Un vaste projet de réforme fiscale ne se conçoit pas du jour au lendemain. Le ministre des Finances Vincent Van Peteghem ne veut définir de nouvelles lignes directrices qu’à l’issue d’un large dialogue politique et social. De plus, afin de donner à chacun une sécurité juridique et un temps de préparation suffisants, la mise en œuvre finale se fera par étapes. Il promet de ne pas verser dans l’approximation ou les discussions médiatiques, mais d’élaborer un plan d’avenir pour la fiscalité solidement étayé. Il semble tenir parole. Ainsi, il a récemment écouté le point de vue des employeurs lors d’un Comité stratégique de la FEB. J’apprécie sa stratégie, car pour une réforme de cette ampleur et ayant un tel impact à long terme, il vaut mieux ne pas agir dans la précipitation.

RÉDUIRE LE COUT SALARIAL… 

D’ailleurs, ce projet n’arrive pas trop tôt. Il est grand temps que la Belgique réduise le coin fiscal (la différence entre le coût salarial pour l’employeur et le salaire net pour le travailleur) et élimine la progressivité trop forte de l’impôt sur le revenu des personnes physiques. La Belgique est le seul pays au monde avec un écart salarial de un sur trois. Cela signifie que pour la classe moyenne, chaque augmentation du salaire brut ne rapporte en net qu’un tiers des coûts salariaux. Le reste va à l’État ou à la sécurité sociale. Le moins que l’on puisse dire, c’est que c’est frustrant. Pour le travailleur, pour qui il ne reste pas grand-chose de l’augmentation salariale dans son portefeuille. Et pour l’employeur, qui souhaite accorder une augmentation à ses collaborateurs, mais qui est impuissant face à l’écrémage de plus de la moitié de celle-ci. En d’autres termes, il faut réduire l’énorme coin salarial. 

… ET ATTÉNUER LA PROGRESSIVITÉ

Et, à l’instar de nos pays voisins, il convient d’opter pour une progressivité moins forte de l’impôt sur le revenu des personnes physiques. Le graphique ci-dessous est éloquent. Aujourd’hui, les revenus belges les plus faibles sont taxés nettement plus (taux marginal de 25 %) qu’aux Pays-Bas, en Allemagne, en France et au Grand-Duché de Luxembourg (12 % en moyenne pour ces quatre pays). Et ce taux augmente rapidement pour atteindre 50 % pour les revenus supérieurs à 41.060 EUR (la moyenne de nos pays voisins est de 45 %). Ajoutez à cela les impôts locaux et régionaux et vous comprendrez pourquoi notre pays figure depuis des années dans le trio de tête du classement mondial de la pression fiscale.

▸ **Exercice court**:
Prolongez le texte ci-dessus sur la réforme fiscale en Belgique, en partant de sa dernière phrase.

▸ **Jeu de données**:

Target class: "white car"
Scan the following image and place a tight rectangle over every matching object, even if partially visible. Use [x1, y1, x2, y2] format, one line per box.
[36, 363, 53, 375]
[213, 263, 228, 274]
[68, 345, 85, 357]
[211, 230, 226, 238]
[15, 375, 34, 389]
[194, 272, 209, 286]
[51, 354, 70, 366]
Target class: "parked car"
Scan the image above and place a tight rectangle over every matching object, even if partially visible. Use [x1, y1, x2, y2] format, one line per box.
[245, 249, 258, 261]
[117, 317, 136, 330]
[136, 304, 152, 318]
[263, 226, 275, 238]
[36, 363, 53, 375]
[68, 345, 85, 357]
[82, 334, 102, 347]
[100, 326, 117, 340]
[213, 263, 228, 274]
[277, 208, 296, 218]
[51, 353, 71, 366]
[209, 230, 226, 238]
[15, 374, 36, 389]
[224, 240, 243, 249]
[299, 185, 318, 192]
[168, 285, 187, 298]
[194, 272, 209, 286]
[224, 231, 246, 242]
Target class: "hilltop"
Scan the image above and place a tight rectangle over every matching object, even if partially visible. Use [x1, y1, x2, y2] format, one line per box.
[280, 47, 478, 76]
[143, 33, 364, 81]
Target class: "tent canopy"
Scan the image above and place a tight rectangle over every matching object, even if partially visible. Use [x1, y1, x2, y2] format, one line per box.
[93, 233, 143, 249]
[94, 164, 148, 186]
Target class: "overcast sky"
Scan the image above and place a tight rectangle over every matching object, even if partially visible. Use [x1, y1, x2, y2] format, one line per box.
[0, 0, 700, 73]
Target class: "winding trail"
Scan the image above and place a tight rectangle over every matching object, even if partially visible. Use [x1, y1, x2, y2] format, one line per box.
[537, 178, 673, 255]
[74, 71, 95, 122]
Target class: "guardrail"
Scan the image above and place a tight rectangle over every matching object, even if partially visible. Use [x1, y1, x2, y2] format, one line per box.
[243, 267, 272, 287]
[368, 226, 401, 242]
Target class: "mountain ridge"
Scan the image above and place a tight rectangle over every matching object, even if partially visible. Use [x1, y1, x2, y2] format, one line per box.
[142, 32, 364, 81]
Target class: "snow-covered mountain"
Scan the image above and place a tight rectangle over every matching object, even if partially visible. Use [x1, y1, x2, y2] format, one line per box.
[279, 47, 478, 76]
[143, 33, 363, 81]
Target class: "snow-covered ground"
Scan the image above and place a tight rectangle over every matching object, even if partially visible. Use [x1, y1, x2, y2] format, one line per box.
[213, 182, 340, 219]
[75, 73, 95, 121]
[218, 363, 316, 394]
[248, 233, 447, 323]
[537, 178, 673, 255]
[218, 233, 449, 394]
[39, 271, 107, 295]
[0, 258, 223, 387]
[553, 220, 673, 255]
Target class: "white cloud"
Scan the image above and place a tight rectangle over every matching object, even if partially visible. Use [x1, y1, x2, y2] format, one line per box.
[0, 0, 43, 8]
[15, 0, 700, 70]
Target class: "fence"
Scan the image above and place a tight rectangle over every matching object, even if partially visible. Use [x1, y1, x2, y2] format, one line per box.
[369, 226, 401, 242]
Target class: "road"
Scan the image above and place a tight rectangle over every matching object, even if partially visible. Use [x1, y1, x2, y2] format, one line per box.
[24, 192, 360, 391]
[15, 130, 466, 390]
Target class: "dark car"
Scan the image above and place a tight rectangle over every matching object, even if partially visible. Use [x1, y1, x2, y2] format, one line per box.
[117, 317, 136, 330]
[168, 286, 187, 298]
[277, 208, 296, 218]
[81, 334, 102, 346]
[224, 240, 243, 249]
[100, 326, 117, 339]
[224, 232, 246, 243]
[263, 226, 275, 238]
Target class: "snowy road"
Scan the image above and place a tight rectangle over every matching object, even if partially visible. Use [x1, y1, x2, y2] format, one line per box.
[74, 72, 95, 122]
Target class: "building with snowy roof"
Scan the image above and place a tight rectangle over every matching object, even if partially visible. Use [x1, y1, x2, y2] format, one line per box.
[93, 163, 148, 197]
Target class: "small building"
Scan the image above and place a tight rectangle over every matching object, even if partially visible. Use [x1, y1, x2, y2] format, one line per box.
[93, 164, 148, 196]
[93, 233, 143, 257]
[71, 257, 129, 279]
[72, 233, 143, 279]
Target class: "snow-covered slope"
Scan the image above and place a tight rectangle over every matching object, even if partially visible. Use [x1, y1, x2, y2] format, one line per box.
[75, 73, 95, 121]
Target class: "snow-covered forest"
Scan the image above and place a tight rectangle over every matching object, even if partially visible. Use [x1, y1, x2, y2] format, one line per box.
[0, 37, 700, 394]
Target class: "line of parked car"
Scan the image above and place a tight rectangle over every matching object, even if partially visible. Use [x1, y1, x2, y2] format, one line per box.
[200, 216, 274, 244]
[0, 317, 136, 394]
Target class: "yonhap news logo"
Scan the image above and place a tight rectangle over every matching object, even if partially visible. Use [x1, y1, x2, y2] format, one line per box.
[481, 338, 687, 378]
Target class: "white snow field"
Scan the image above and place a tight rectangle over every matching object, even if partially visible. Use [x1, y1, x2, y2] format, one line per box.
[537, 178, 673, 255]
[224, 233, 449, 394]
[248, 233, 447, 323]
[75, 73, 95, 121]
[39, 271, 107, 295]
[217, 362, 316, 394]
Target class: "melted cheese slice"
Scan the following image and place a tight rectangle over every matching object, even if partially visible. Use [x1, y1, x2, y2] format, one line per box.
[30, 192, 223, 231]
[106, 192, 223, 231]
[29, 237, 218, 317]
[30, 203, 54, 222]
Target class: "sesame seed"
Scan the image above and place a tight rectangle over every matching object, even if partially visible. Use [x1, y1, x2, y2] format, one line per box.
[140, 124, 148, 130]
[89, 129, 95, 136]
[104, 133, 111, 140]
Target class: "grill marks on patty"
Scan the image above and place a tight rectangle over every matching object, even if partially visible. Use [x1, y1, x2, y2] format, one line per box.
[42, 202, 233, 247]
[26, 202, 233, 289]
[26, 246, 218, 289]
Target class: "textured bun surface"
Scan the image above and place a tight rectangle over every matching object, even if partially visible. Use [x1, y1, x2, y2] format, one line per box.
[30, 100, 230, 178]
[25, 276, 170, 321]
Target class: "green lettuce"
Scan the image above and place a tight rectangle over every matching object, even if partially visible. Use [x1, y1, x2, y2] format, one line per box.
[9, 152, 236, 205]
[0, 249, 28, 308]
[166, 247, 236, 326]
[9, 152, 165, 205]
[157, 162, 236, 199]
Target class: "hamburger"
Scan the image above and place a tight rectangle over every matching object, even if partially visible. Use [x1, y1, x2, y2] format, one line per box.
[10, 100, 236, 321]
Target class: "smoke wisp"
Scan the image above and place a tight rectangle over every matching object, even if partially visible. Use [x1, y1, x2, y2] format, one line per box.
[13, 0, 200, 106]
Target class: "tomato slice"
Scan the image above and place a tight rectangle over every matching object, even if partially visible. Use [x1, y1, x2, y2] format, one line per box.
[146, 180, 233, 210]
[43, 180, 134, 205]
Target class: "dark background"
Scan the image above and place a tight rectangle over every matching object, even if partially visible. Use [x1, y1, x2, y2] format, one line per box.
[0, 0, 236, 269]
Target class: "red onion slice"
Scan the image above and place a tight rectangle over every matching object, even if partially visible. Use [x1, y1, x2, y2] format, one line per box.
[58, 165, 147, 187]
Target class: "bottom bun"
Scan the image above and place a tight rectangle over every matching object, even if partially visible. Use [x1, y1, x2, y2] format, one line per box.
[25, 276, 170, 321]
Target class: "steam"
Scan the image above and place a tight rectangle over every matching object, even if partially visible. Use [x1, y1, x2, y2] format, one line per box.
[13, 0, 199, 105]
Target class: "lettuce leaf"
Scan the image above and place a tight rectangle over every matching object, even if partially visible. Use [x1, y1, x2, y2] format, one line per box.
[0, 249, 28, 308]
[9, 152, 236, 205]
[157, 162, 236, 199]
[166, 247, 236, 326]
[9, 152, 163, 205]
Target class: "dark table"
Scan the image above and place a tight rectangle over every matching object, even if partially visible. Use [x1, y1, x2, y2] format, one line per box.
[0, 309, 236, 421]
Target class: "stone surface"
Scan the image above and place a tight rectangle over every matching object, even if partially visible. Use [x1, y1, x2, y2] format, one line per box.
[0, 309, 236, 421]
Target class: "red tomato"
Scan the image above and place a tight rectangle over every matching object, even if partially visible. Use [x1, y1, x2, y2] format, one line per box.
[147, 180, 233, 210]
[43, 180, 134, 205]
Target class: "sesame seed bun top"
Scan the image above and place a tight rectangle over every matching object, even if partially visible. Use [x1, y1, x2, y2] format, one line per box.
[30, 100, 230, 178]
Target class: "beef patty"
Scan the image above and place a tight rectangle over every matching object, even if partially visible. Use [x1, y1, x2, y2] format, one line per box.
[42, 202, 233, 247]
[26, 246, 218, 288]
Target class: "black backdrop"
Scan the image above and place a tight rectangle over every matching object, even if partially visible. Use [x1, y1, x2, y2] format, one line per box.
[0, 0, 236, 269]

▸ **La réponse**:
Taux marginaux les plus élevés par classe de revenus en 2020 : Belgique et pays voisins

Source : estimations propres sur la base des descriptions des politiques fiscales de l’OCDE

ÉPARGNER LA CLASSE MOYENNE…

On ne peut nier que le système fiscal belge repose sur des taux relativement élevés, pour ensuite déployer toutes sortes de systèmes d’exceptions et de réductions. Pour protéger le pouvoir d’achat des revenus les plus bas, par exemple ; et ce à juste titre. Cependant, d’autres groupes de revenus ne peuvent bénéficier d’une réduction d’impôt similaire. Ainsi, les revenus les plus faibles (40 à 60 % du revenu moyen) ont vu leur revenu disponible augmenter le plus en vingt ans, alors que les revenus situés autour et au-dessus du revenu moyen n’ont augmenté que légèrement, voire pas du tout. Globalement, ce sont donc les revenus moyens qui doivent proportionnellement soutenir la plus grande charge fiscale. La conclusion saute aux yeux : il faut élargir les tranches d’imposition et baisser les taux (notamment ceux de 40 et 50 %) en faveur des revenus moyens, mais sans augmenter l’imposition du travail pour les autres tranches de revenus. 

… ET SIMPLIFIER LE SYSTÈME

Quoi qu’il en soit, notre système fiscal reste extrêmement compliqué. Dans un communiqué de presse, le ministre explique cette complexité par des ajustements partiels successifs, une déduction par-ci, une taxe supplémentaire par-là. Malgré de nombreuses bonnes intentions, la situation est toujours kafkaïenne et les citoyens ont du mal à s’y retrouver dans leur déclaration d’impôts sans l’aide d’un expert. La réforme doit simplifier et moderniser le système. Il faut mettre un terme à la fameuse ‘coterie’ de la fiscalité belge. Mais il faut y aller avec précaution, afin de ne pas jeter le bébé avec l’eau du bain. En d’autres termes, il faut se débarrasser de ce qui inutile, redresser ce qui dysfonctionne et conserver ce qui est bon. En effet, une politique RH performante passe aussi par des outils RH efficaces !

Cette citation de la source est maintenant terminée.